Could you copy out every line of all the items below, word for word, leaving the pictures out of your answer?

### STORED RECORDS
*-*-*
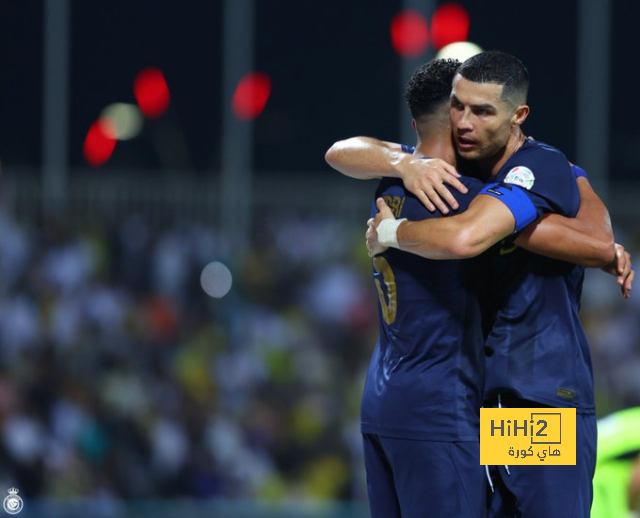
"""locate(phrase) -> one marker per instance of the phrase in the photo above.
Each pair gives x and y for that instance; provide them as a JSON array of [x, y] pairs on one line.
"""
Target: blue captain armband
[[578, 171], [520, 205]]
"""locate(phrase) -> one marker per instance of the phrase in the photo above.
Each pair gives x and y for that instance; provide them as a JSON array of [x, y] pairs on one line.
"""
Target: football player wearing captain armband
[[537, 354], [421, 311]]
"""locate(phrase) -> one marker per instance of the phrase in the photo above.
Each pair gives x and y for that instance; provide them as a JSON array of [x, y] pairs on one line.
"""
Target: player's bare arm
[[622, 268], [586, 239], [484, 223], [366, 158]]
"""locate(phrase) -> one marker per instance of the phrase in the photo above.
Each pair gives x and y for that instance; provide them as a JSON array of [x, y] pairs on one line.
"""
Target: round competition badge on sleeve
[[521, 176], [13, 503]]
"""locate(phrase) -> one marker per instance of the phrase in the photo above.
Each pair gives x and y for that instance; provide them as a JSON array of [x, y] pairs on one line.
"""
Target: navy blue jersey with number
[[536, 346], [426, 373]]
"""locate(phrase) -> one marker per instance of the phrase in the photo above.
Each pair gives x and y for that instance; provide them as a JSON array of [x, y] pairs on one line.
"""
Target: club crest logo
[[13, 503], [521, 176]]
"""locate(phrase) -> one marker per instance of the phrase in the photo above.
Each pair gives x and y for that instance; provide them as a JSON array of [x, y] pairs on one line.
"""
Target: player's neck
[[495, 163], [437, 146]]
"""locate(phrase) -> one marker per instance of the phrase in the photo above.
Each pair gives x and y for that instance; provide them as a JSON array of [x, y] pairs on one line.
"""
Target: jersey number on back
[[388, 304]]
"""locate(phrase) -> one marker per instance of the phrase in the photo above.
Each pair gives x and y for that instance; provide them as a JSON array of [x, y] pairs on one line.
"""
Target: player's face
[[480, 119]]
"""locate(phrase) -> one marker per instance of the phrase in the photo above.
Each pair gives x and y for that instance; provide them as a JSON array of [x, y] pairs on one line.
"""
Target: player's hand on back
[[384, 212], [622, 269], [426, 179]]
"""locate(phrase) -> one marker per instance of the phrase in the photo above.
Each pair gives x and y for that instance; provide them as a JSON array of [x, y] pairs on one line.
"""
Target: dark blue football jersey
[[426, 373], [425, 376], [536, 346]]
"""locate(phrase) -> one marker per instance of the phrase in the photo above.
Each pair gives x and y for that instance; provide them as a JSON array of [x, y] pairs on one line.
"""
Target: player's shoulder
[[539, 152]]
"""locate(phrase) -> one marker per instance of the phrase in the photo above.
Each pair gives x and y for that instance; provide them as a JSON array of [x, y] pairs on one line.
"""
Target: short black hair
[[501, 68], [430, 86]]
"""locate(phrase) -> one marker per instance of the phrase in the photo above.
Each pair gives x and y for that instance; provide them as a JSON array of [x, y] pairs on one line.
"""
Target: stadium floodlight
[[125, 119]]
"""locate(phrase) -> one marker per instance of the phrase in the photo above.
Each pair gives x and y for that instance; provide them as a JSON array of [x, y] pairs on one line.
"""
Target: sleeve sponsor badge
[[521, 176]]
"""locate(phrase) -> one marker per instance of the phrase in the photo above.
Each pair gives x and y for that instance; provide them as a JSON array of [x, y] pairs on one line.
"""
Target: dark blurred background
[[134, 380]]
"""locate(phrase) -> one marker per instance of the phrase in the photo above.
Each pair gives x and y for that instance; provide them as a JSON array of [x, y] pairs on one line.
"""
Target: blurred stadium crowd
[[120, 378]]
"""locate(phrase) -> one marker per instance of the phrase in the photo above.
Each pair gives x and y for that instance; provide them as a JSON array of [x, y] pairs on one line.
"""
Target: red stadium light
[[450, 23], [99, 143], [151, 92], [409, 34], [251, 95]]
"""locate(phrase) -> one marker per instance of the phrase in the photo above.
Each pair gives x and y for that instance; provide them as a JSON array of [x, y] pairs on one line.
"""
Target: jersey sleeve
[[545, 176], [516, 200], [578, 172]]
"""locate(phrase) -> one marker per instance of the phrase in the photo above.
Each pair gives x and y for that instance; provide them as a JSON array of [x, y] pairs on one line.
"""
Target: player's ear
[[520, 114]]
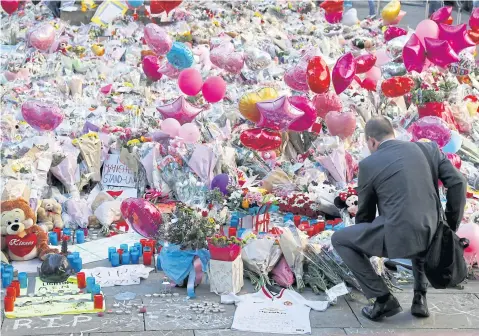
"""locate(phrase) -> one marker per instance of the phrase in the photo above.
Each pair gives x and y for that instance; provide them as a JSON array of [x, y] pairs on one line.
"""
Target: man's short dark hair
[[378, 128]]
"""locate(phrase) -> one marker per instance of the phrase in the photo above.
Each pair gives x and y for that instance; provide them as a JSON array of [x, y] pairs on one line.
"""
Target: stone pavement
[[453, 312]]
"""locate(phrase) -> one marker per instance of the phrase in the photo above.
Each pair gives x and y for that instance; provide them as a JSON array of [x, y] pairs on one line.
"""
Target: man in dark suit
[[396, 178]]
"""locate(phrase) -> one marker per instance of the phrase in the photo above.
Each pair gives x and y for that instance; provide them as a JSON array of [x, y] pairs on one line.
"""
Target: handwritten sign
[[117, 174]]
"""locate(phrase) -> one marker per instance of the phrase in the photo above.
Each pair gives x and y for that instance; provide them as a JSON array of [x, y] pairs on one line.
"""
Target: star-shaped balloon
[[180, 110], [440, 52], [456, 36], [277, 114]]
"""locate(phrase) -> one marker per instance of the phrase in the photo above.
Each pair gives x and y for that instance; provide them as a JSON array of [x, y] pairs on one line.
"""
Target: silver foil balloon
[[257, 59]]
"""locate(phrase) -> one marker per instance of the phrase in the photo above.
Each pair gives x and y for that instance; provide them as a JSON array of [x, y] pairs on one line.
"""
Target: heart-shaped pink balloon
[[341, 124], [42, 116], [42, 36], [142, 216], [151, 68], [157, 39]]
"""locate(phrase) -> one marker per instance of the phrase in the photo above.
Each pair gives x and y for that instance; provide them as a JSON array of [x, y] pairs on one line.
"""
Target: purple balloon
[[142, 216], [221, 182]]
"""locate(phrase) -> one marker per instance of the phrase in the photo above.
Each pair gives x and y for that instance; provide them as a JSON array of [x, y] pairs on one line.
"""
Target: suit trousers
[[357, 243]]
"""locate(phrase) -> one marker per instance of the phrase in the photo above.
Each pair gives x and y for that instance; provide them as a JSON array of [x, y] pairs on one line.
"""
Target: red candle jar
*-*-*
### OUTPUT
"""locate(phrase) -> one marker per instance of the phrase in the photo above.
Each pair gives x and y for that instance; provide them as a JSON array of [x, y] pairs on one line.
"""
Target: blue captain armband
[[578, 171], [520, 205]]
"""locate(phrase) -> one marker per instance of the phrase in the photo above.
Each pair gives x and y for that instance; provide them as a JSON array of [x, y] pairs on one line.
"""
Target: football player wearing captain armband
[[537, 354], [421, 311]]
"""locate(phrase) -> one marker per instance of the phrase in the photo above.
Each pair gives x and y for that instance; provide them as a JSON array of [x, y] pairs on one line.
"""
Target: player's bare arm
[[622, 268], [586, 239], [484, 223], [366, 158]]
"""locate(phrase) -> one marker per instance of the phrase in the photo above.
Each pair gives x and y for that instance; provide them as a JSON array of [x, y] pairs on one line.
"""
Target: round competition badge on sleeve
[[521, 176], [13, 503]]
"""locate(phrase) -> one marker per instance of the phrase in the photo above.
Each pair gives x and y for that instance; provide them as a JSON array of [x, y] pairs on one line.
"""
Target: navy blue jersey with number
[[536, 346], [426, 373]]
"""locate(phrase) -> one marker per instance of the phrase in the photo above.
Each pair gives x and y for that instance; provide them as a JSON array of [x, y] pairs on one line.
"""
Target: club crest logo
[[13, 503], [521, 176]]
"""locate(phrase) -> one marker per instance of the phrase in the photo above.
Each pair gives x and y for that instance; provide them as a JSON array of [x, y] pairs on one line.
"""
Target: player's neck
[[495, 163], [437, 146]]
"""locate(phrase) -> one marker per instance of the phrase in the photo above.
Each pair gives x and y for that instance; provide them as a JSON array of [x, y] pairs on one line.
"""
Target: jersey number on back
[[388, 304]]
"""locate(phrase) -> one marker per instance of the phrase in the photo above.
Each pair gives x and y for that instance; provide them as a JSON array of [x, y] pairs on one line.
"""
Target: player's face
[[480, 119]]
"""locate(phrase) -> one marker per instance of the phrase in the photo above.
Each pair gives x and y for that instance; provide them as a JSON array of [x, y] pairs on one line.
"""
Target: player's hand on back
[[384, 212], [622, 269], [426, 179]]
"""locate(phrase) -> one marker per instance of the phrase in the photo above.
Each pair gives x and y for that instance; provide them as a JSON array of [x, y] pairs on one line.
"""
Target: dark blue football jersey
[[426, 373], [425, 376], [536, 346]]
"""locate(phrase) -> one marker per instance of the phrase in the photo above.
Each pair gives x and y for that instance; provide them as a JSON array of [x, y] pairs on one line.
"""
Target: player's shoulder
[[539, 152]]
"""locate(phrase) -> one marker per instance of the phrase in the photo above.
Each pair gives x and y for that instance; provide them as a JSON array of [x, y] pairs on one line.
"""
Target: short black hair
[[501, 68], [430, 86]]
"""locate(phrase) -> one marker per instance of the phrase in the photo above.
Each pair gives x and y for that instance; provide them as a JSON array of [x, y] pairs on one line.
"""
Target: stadium floodlight
[[125, 119]]
"""locate(phrase) -> one marker per instance of the phrase in the photo above.
Each pair gives x and y for that instance; provide them as a JSON array of [x, y] pairs on one line.
"""
Target: sleeve sponsor badge
[[521, 176]]
"""locate(phrase) -> one marker per instance of the phrase in the photo above.
Each pair gives x and y for that instance; provide them as a JSON array of [x, y] pairs on one line.
"""
Target: dark blurred background
[[134, 380]]
"""locate(phrase) -> one marker per instance of the phrase in the photo above.
Each pair gives x and y for that instance; provide them as a JSON array of [x, y] pairs on one line.
"""
Target: blurred stadium crowd
[[120, 378]]
"""locate(phrase) -> one marker per instance of the phrase in the photo above.
Each pair gives x and y for that instance; provide them as a JSON array of [x, y] pairs on one line.
"""
Target: red stadium light
[[450, 23], [99, 143], [151, 92], [409, 34], [251, 95]]
"""locate(phrase) -> one marker per instance of the phrase in the photo above.
Each pair gives x and y for that instance; provide them as a JSON array of [x, y] pairs on one line.
"""
Target: jersey sleeve
[[545, 176], [516, 200], [578, 172]]
"""locate(phrase) -> one marker per instance of the phrase in the photo above.
Each pair gives x and y for that instance; provide them as a JSON array of [x, y] pairs on one line.
"""
Target: player's ear
[[520, 114]]
"""locate(phrase) -> one marker per instance of the phrase in the photo above.
Each pair gives x and y for that instance; provide them as a JSON array of [x, y] pairs on one line.
"""
Target: man's short dark hair
[[378, 128]]
"""locate(phrase) -> one marker per instance of the phrase in the photo above.
Each pair gives x and y for that instance; provide them as a JSON array of [x, y] pairs on one line.
"""
Target: stone pavement
[[453, 312]]
"""locate(phrase) -> one marker per instance of the phrase in the photo above.
Each pair gives x and y for that instance; provide them as a JSON array of [x, y] pairs on one line.
"""
Target: man in dark suit
[[396, 178]]
"""locate(phrase) -> one marker per instance of the phrase in the photo above.
Each pair gives x and y for that instance; provide them as a JSON array of [x, y] pairs on one line.
"""
Target: handwritten sign
[[117, 174]]
"""locate(phrase) -> one marker per instance of the phrase in the photo above.
Each pair gives x and y for that instance; provide them as a JSON array of [x, y] pairs on one line.
"""
Target: star-shaped balloon
[[180, 110], [440, 52], [456, 36], [277, 114]]
"""locate(phrase) -> one marker per instance of the phrase in the photo above.
Each pair gives x and y for that instance; provide them as a JSON array of [x, y] pairs on one line.
"""
Target: silver foil balloon
[[257, 59]]
"""locate(phrase) -> one marker per instance of the phrase in the photo above.
Each pair gives x and y for that instance; provide them as a JSON array of [x, y] pairs on one line.
"""
Target: heart-shaped pink balloon
[[341, 124], [42, 116], [42, 36], [142, 216], [151, 68], [157, 39]]
"""locate(phrase) -> one marker per instance of the phrase in the photo above.
Each pair gives x and y for that instance; provide them as a JSON array of [x, y] pairs on one line.
"""
Target: purple balloon
[[142, 216], [221, 182]]
"""locate(phrase) -> one marker per instance of the phrase in the photo above.
Each pair gives x and y for that instance; provide them as a JSON array of [x, y] pairs on one line.
"""
Target: suit trousers
[[357, 243]]
"""locate(phrase) -> one marker per instance of the phrase in the photo above.
Each pair gives x and y for that instance; provide them as a JSON array of [x, y] pairs on one line.
"""
Target: red candle jar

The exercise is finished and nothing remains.